▶ 課題一覧
[A] アクリル酸の解説記事によると、アクリル酸は何という法律で「危険物」に指定されていますか?
[B] アクリル酸の解説記事の一部を、「アクリル酸は、紙おむつの高吸」を含む語句から書き始め、「方法までを詳しく解説します。」まで写してください。

▶ ページ抜粋
危険物取扱者の勉強のために! 簡単にわかるアクリル酸の性質

アクリル酸は、紙おむつの高吸水性ポリマーや塗料、接着剤の原料として広く使用される化学物質ですが、同時に消防法で指定された「危険物」でもあります。

そのため、危険物取扱者の試験では、アクリル酸の性質や危険性、正しい保管・取り扱い方法が頻繁に問われます。知識を丸暗記するだけでなく、なぜ危険なのか、どのような事故につながるのかを理解することが、実務での安全管理と試験合格の鍵となります。

この記事では、「アクリル酸は危険物」という視点から、その具体的な性質、危険性、安全な取り扱い方法までを詳しく解説します。

▶ 記録一覧

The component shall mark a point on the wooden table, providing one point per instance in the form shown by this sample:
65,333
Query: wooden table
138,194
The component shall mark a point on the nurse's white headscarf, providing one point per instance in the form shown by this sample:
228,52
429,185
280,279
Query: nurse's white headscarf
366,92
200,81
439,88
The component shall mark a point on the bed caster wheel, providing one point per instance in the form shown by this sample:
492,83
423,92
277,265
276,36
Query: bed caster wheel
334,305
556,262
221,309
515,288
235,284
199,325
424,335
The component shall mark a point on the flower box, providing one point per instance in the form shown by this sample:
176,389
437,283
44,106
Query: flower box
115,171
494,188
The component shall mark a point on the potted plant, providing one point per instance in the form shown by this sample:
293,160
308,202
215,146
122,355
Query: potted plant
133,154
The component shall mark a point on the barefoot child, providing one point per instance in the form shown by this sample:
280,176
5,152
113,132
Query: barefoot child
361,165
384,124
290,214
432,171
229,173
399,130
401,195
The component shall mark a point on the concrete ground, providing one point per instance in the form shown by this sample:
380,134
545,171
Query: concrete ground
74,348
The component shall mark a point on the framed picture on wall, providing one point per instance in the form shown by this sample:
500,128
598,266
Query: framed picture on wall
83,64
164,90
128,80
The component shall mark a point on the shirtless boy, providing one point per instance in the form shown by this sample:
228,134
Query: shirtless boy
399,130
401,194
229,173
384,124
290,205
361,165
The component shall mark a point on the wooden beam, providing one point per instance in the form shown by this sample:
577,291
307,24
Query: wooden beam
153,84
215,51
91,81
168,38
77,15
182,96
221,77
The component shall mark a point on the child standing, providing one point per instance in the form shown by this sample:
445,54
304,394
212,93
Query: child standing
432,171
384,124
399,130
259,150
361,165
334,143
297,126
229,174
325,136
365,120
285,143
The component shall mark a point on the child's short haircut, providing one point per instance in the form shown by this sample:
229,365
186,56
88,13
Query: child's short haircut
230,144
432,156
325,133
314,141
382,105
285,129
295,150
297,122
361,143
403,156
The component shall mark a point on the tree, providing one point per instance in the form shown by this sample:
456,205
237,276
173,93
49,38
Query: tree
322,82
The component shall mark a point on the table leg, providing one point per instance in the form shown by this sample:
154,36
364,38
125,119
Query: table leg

▶ 各課題の解答
[A] 消防法です。

[B]
アクリル酸は、紙おむつの高吸水性ポリマーや塗料、接着剤の原料として広く使用される化学物質ですが、同時に消防法で指定された「危険物」でもあります。

そのため、危険物取扱者の試験では、アクリル酸の性質や危険性、正しい保管・取り扱い方法が頻繁に問われます。知識を丸暗記するだけでなく、なぜ危険なのか、どのような事故につながるのかを理解することが、実務での安全管理と試験合格の鍵となります。

この記事では、「アクリル酸は危険物」という視点から、その具体的な性質、危険性、安全な取り扱い方法までを詳しく解説します。